* Text segment:
>>
1) Column of Fire by Ken Follett – Third book in series by the author revolving about the fictional city of Kingsbridge in England. Set during the Elizabethan period and is masterful description of that age and the rise to power of Elizabeth I. As always characterizations are masterful, plot mesmerizing.
2) Charlatans by Robin Cook – Latest book by Cook. Similar to all prior novels talks about an error occurring during a routine medical procedure, the death of the patient and the fault attempting to be laid on the wrong person. Medical information well executed to be understood by us laymen.
3) Execute Authority by Dalton Fury – Novel concerns the actions of Kolt Rayner and his Delta Force squadron. Action galore in solving attempted assassination of the American president while on a visit to Greece. Unfortunately the final book about Rayner since the author Dalton Fury passed away from cancer prior to publication. He will be missed by his readers.
4) Red Swan by Peter Deutermann – Deutermann finished a career in the navy emerging with the rank of Captain. Since his retirement he has dedicated himself to writing novels based on his knowledge of things military. “Red Swan” describes the efforts of both the FBI and the CIA in their constant efforts to protect America from it’s foreign and domestic enemies. A swan is an action taken against a person or group in which the perpetrator takes the attitude that they know nothing about what has happened. One of Mr Deutermann’s best plots.
<<
* Activities:
A) In the book reviews, what rank did Peter Deutermann hold when he left the navy?
B) From the book reviews, return the part that opens with the words containing "2) Charlatans by" and closes with "by us laymen.".

* Data extracts:
>>
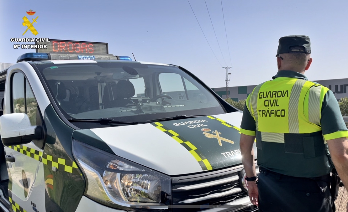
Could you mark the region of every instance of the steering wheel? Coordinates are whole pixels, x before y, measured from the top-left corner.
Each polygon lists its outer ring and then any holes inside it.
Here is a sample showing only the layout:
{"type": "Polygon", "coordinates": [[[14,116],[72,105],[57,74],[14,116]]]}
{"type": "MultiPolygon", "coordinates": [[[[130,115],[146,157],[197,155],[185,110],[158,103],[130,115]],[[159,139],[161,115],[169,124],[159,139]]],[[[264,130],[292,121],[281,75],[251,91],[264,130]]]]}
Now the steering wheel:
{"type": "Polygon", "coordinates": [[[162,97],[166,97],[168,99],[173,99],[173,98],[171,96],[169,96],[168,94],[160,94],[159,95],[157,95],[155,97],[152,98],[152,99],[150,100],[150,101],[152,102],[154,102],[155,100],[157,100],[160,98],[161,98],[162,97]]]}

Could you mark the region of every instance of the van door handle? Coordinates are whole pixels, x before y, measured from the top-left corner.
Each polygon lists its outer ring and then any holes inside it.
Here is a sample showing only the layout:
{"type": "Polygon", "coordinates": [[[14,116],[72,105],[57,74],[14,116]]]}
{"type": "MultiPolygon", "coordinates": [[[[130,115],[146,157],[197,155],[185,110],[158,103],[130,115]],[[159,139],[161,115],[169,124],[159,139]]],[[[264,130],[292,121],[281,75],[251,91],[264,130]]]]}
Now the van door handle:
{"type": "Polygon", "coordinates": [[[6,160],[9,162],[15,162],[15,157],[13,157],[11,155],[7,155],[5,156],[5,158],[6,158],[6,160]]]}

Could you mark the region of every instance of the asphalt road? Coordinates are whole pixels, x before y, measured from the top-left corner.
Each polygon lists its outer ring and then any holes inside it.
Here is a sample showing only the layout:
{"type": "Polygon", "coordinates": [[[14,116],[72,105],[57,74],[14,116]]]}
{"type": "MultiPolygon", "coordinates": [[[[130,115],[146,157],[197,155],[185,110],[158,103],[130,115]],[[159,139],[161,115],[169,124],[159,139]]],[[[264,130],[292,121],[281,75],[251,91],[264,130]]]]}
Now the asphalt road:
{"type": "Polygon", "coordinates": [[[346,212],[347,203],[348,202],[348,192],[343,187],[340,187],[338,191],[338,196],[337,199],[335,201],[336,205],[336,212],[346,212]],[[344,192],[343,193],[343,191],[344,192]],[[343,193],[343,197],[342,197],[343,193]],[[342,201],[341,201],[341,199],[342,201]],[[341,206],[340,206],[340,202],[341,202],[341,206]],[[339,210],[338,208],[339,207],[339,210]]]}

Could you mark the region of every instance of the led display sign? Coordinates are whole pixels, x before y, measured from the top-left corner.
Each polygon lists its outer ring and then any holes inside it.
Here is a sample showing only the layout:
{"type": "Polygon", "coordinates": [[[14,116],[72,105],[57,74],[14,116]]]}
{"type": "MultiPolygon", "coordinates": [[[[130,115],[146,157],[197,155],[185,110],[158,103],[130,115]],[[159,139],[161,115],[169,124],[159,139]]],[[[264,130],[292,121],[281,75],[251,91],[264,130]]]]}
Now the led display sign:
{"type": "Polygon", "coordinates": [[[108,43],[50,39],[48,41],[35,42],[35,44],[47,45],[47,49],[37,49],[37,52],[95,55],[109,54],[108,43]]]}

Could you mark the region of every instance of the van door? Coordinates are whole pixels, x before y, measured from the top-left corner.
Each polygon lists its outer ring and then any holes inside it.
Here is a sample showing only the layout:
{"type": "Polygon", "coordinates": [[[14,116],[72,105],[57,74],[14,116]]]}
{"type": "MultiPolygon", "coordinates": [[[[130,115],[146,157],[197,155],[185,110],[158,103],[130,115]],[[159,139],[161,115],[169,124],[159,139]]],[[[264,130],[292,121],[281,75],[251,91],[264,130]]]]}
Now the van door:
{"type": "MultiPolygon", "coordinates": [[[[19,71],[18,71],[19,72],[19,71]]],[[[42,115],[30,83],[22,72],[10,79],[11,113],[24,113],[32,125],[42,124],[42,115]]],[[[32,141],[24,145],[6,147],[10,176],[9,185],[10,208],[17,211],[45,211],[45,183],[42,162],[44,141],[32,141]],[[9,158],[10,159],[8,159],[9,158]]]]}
<<
* Results for each task:
A) Captain

B)
2) Charlatans by Robin Cook – Latest book by Cook. Similar to all prior novels talks about an error occurring during a routine medical procedure, the death of the patient and the fault attempting to be laid on the wrong person. Medical information well executed to be understood by us laymen.